-- TEXTAUSZUG --
"""

Auf die Fragen, wie es zu den Unterschieden zwischen (nicht-studienberechtigten) Jugendlichen mit und ohne Migrationshintergrund beim Zugang in berufliche Ausbildung kommt und welche Folgen diese Unterschiede für Verlauf und Abschluss einer beruflichen Ausbildung sowie für ihren weiteren beruflichen Werdegang haben, können die amtlichen Statistiken (z. B. Berufsbildungsstatistik, Schulstatistik, integrierte Ausbildungsberichterstattung, vgl. Kapitel A6) keine Antworten geben. Hierzu muss auf Stichprobenerhebungen zurückgegriffen werden. Auf der Grundlage von Stichprobenuntersuchungen des BIBB hatte das Forschungsprojekt „Ausbildungschancen von Jugendlichen mit Migrationshintergrund – Übergangsprozesse und Einmündungschancen junger Menschen mit Migrationshintergrund“ in eine berufliche Ausbildung untersucht (Granato u. a. 2011). Über zentrale Ergebnisse dieses Projekts wurde in den Ausgaben 2009 bis 2014 des Datenreports zum Berufsbildungsbericht berichtet. Dabei zeigte sich – vergleichbar zu aktuellen Untersuchungen –, dass junge Menschen mit maximal Hauptschulabschluss oder einem mittleren Schulabschluss bei einem Migrationshintergrund trotz engagierter Suchaktivitäten erheblich häufiger längere Übergangsprozesse auf dem Weg in eine berufliche Ausbildung durchlaufen und seltener in eine betriebliche bzw. alle Formen vollqualifizierender Ausbildung einmünden (vgl. Kapitel A3.2).
Weder ungünstigere schulische Voraussetzungen bzw. Schulleistungen oder metakognitive Fähigkeiten bzw. Berufspräferenzen oder Suchstrategien noch die bisher untersuchten kulturellen und sozialen Ressourcen und die soziale Herkunft bzw. Unterstützungsangebote im Übergangsprozess oder die regionale Ausbildungsmarktlage können bei einem Migrationshintergrund die geringeren Einmündungschancen junger Menschen mit Hauptschul- oder mittlerem Schulabschluss bzw. bestimmter Herkunftsgruppen in eine nicht-akademische berufliche Ausbildung abschließend erklären (vgl. Kapitel A3.2; Beicht 2015; Beicht 2012; Beicht/Walden 2014 b; Seeber 2011).

"""

-- DATENAUSZUG --

"""

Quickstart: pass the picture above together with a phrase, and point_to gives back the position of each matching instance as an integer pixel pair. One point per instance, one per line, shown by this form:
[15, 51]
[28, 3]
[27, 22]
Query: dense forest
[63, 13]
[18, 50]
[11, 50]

"""

-- AUFGABEN --
1) In welchen Ausgaben des Datenreports zum Berufsbildungsbericht wurde laut Textauszug über zentrale Ergebnisse des Forschungsprojekts berichtet?
2) Erläutern Sie anhand des Textauszugs, warum auf Stichprobenerhebungen zurückgegriffen werden muss.
3) Geben Sie den Abschnitt des Textauszugs zwischen „Weder ungünstigere schulische“ und „b; Seeber 2011).“, beide einschließlich, wörtlich wieder.

-- ERGEBNISSE JE AUFGABE --
1) In den Ausgaben 2009 bis 2014.

2) Die amtlichen Statistiken, etwa Berufsbildungsstatistik, Schulstatistik und integrierte Ausbildungsberichterstattung, können nicht beantworten, wie die Unterschiede zwischen Jugendlichen mit und ohne Migrationshintergrund beim Zugang in berufliche Ausbildung entstehen. Sie sagen auch nichts über die Folgen dieser Unterschiede für Verlauf und Abschluss der Ausbildung und den weiteren beruflichen Werdegang. Deshalb muss für diese Fragen auf Stichprobenerhebungen zurückgegriffen werden.

3)
Weder ungünstigere schulische Voraussetzungen bzw. Schulleistungen oder metakognitive Fähigkeiten bzw. Berufspräferenzen oder Suchstrategien noch die bisher untersuchten kulturellen und sozialen Ressourcen und die soziale Herkunft bzw. Unterstützungsangebote im Übergangsprozess oder die regionale Ausbildungsmarktlage können bei einem Migrationshintergrund die geringeren Einmündungschancen junger Menschen mit Hauptschul- oder mittlerem Schulabschluss bzw. bestimmter Herkunftsgruppen in eine nicht-akademische berufliche Ausbildung abschließend erklären (vgl. Kapitel A3.2; Beicht 2015; Beicht 2012; Beicht/Walden 2014 b; Seeber 2011).